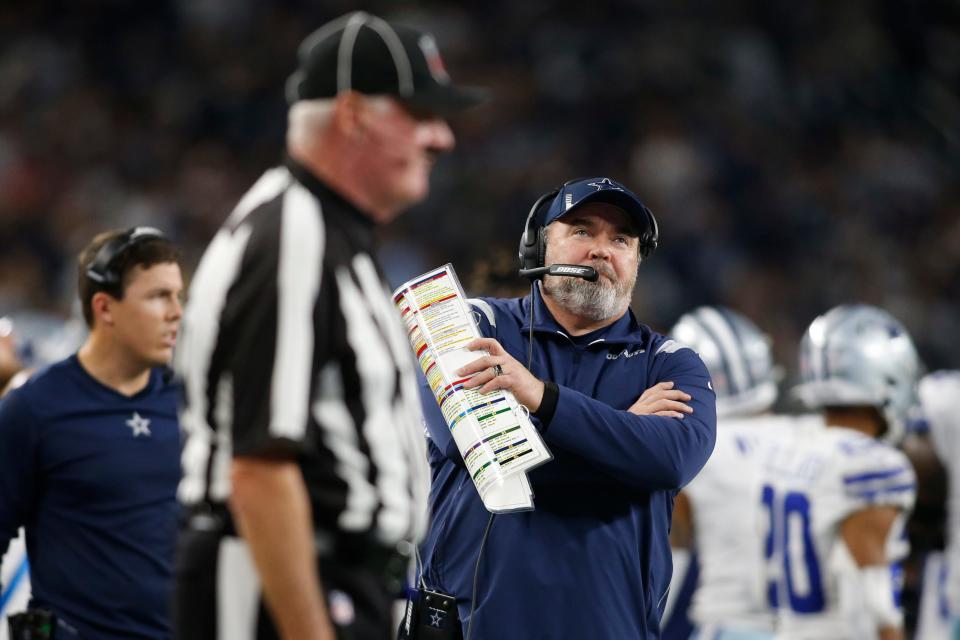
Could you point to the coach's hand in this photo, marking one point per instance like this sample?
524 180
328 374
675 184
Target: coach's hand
500 370
662 400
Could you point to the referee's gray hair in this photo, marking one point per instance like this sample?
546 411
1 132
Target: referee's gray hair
305 117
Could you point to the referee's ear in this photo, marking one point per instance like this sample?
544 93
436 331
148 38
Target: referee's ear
347 112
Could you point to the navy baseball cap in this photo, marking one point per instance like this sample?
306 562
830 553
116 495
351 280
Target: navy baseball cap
364 53
577 193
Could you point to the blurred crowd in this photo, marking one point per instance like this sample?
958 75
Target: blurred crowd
797 154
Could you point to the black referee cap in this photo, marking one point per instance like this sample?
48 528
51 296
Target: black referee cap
362 52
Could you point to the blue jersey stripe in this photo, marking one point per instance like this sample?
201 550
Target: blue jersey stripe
870 494
18 577
874 475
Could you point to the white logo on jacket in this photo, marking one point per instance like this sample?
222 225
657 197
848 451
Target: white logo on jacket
625 353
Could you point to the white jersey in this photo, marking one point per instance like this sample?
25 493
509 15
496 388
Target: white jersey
940 400
811 485
725 499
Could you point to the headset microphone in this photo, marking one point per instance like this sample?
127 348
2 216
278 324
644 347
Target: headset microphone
570 270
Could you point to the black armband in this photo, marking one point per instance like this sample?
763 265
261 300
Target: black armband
548 406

--------

**Problem to solve**
Find the line containing "Could you point to the referee's gray". Reproduce it exactly, along with every line after it through the last.

**Final result**
Could you point to the referee's gray hair in this photo, marking one point per instance like this sample?
546 411
1 132
Target: referee's gray hair
305 117
Could you point to the referee's ear in this photo, marking one point per instance like this sample?
544 93
436 331
148 38
Target: referee's ear
347 112
Could you point to the navy baseball cap in this photo, marking one point per instance like this sample?
306 562
830 553
116 495
351 280
Target: navy baseball cap
364 53
577 193
Could you point to the blurred crowd in this photo, marking one point per instance like this sample?
958 75
Target: blurred crowd
797 154
Could you point to the black referee cap in this photo, marking one point per instance like this sample?
48 528
51 296
Target: black referee cap
362 52
Could you point to the blue jersey stripe in this photo, marking one point per instance like this sample?
201 550
Target: blue jersey stripe
870 494
18 577
874 475
Could you point to the white logo on jacket in this photo, marking one point per instance like this sample?
222 225
657 197
848 451
Target: white logo on jacket
625 353
Could you point to the white jersey in this photo, marking one point per instance like this sample?
25 493
509 15
496 388
Target: white jersey
940 400
811 485
725 499
Could you point to the headset microphone in this photo, marking one point per instance like this sample?
127 348
2 216
278 324
644 347
Target: headset microphone
570 270
Could you point to the black armband in this photo, marking one point per instance like this sample?
763 265
261 300
Target: black armband
548 406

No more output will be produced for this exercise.